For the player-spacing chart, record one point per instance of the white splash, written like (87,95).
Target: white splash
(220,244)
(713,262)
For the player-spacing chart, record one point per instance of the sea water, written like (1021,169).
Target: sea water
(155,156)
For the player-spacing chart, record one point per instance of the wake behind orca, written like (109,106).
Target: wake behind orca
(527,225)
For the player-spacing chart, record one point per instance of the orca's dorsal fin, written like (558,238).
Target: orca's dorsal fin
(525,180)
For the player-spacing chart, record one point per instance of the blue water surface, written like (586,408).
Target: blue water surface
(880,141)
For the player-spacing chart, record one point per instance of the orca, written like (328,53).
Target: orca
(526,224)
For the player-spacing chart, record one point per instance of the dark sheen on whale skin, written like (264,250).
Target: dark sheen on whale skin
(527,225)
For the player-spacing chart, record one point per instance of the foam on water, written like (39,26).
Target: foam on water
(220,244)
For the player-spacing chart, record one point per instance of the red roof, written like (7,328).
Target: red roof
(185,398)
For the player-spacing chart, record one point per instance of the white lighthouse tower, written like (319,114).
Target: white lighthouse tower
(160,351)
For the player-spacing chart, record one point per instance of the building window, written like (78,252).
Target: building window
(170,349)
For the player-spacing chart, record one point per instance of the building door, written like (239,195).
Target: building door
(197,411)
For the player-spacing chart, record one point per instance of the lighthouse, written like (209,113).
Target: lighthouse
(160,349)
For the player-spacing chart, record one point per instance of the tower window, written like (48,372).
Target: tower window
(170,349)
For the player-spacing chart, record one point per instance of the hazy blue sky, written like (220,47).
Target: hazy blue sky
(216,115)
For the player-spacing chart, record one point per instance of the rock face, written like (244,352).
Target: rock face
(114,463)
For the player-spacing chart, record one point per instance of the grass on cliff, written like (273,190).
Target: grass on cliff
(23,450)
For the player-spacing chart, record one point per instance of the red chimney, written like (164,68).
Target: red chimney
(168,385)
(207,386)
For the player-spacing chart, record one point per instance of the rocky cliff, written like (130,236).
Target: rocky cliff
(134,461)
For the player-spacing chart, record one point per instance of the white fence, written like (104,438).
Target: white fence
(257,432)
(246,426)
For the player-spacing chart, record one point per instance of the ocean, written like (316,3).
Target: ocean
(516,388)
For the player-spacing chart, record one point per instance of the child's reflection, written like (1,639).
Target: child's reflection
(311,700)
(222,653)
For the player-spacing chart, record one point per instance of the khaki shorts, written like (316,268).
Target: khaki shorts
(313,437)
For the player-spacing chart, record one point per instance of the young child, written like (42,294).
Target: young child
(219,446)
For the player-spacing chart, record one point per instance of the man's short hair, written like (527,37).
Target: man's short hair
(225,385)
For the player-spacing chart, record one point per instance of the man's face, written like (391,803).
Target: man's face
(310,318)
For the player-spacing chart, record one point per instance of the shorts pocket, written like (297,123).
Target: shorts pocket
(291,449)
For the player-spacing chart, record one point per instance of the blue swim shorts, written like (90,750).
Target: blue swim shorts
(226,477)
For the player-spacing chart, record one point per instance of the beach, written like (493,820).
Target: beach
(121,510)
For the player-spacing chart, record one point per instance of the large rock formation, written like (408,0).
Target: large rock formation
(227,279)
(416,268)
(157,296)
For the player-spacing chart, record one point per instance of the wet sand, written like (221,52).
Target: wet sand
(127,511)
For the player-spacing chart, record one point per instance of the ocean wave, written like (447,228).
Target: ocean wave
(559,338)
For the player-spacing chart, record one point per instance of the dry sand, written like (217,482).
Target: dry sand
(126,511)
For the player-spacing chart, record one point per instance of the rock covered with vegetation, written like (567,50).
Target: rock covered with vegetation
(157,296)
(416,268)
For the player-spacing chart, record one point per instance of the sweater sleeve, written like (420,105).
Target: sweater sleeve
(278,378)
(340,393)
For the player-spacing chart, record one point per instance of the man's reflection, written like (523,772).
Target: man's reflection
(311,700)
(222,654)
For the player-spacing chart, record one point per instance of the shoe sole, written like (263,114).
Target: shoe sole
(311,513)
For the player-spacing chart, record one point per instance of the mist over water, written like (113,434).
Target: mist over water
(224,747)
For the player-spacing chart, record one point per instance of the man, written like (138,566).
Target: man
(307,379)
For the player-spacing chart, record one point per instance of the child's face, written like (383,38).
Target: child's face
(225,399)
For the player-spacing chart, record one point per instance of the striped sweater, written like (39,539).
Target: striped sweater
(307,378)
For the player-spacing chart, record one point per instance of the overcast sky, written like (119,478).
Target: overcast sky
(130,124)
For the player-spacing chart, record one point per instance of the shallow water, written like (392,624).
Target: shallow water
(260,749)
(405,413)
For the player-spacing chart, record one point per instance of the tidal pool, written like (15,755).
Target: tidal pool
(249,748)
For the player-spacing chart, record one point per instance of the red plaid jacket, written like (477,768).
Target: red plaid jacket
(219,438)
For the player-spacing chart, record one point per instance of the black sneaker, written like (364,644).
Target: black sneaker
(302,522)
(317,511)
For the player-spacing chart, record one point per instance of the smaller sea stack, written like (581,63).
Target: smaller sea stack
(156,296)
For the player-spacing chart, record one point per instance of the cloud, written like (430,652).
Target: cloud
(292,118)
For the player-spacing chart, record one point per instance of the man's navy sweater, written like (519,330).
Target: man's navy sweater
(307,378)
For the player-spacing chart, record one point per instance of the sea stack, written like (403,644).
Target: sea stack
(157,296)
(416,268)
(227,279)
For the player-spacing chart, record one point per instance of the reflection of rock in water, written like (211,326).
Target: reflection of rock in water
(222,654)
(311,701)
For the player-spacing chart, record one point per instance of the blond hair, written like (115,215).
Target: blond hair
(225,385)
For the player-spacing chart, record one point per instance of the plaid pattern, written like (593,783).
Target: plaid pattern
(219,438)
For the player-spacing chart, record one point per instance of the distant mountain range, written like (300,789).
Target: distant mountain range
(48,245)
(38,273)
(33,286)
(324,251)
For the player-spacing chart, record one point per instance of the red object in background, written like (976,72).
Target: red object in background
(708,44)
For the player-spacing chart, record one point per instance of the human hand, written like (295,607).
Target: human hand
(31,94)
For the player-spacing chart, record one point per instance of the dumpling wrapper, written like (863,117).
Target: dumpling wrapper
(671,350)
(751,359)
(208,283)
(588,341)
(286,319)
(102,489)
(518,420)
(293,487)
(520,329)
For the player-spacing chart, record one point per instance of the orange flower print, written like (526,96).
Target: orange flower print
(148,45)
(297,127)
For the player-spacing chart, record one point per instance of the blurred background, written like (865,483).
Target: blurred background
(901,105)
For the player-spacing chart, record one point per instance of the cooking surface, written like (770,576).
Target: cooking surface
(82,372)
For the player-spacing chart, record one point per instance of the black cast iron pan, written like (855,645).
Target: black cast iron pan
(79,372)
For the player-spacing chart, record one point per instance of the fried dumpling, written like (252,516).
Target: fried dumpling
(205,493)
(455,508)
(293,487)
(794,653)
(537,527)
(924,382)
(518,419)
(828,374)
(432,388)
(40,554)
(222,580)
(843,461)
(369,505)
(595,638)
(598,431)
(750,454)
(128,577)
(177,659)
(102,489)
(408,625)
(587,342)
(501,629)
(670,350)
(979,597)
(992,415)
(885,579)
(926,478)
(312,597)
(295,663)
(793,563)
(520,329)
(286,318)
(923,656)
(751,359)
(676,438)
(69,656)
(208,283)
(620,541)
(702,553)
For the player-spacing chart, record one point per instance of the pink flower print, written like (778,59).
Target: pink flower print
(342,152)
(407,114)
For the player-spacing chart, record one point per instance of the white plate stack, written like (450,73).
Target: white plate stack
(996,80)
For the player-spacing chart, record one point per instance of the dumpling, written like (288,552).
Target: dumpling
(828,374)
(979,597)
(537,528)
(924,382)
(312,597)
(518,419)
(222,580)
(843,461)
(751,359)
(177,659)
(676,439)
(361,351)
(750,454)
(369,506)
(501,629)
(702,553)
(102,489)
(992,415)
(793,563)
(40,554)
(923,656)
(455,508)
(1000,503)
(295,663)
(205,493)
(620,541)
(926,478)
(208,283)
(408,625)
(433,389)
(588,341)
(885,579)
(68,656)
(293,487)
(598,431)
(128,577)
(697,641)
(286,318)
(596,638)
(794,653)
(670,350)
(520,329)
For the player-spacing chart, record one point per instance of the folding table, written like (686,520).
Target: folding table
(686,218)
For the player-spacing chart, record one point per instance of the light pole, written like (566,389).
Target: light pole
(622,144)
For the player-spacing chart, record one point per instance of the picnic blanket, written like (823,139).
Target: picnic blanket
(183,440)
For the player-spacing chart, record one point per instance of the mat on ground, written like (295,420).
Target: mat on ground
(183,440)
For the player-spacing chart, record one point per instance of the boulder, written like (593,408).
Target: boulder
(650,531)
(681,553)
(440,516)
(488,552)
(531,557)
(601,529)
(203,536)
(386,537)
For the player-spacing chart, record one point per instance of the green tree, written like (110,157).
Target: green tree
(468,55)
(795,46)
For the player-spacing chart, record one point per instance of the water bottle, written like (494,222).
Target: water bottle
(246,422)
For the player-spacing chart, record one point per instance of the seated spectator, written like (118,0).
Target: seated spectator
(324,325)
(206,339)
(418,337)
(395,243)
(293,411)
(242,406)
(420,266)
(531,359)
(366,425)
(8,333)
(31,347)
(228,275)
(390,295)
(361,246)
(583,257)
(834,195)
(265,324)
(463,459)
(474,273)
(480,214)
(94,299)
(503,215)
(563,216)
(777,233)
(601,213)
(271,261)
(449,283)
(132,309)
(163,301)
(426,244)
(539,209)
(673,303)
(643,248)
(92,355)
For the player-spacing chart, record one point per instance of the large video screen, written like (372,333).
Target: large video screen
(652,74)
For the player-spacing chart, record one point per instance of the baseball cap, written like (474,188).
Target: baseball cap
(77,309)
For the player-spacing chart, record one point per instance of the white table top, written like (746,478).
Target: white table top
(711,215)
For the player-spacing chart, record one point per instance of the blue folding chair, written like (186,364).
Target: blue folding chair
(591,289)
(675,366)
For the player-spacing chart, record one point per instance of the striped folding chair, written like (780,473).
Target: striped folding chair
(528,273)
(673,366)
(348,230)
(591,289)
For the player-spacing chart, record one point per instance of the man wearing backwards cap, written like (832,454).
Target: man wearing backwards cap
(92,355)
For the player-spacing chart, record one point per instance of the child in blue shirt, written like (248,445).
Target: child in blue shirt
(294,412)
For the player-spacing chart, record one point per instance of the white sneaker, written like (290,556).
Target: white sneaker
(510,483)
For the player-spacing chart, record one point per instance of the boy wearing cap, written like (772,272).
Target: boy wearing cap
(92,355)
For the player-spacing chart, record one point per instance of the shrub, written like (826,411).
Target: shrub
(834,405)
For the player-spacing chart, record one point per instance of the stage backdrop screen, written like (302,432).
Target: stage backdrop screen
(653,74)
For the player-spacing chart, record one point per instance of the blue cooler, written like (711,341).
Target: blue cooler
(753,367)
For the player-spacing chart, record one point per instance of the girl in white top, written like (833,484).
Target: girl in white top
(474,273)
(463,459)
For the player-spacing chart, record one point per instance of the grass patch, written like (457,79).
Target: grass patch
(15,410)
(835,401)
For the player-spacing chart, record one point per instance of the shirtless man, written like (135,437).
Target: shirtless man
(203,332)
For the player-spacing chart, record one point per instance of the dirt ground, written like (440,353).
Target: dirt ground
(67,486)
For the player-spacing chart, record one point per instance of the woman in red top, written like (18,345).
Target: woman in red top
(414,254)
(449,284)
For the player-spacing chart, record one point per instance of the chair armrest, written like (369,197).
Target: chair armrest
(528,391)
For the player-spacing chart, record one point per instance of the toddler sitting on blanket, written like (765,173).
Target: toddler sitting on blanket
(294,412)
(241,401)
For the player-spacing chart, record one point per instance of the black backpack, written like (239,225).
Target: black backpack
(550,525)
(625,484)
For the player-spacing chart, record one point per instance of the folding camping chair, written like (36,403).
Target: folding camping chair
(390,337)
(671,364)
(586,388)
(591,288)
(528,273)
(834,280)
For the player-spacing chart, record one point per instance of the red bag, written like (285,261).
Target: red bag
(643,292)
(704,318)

■ ■ ■ ■ ■

Exercise description
Could you transcribe the entries above word for word, from the line with "Target: red roof" down to the line with "written like (78,252).", keeping both?

The answer
Target: red roof
(185,398)
For the player-spacing chart, record one point per instance of the white lighthouse tower, written like (319,114).
Target: white lighthouse tower
(160,351)
For the player-spacing chart, record one point per instance of the building window, written like (78,252).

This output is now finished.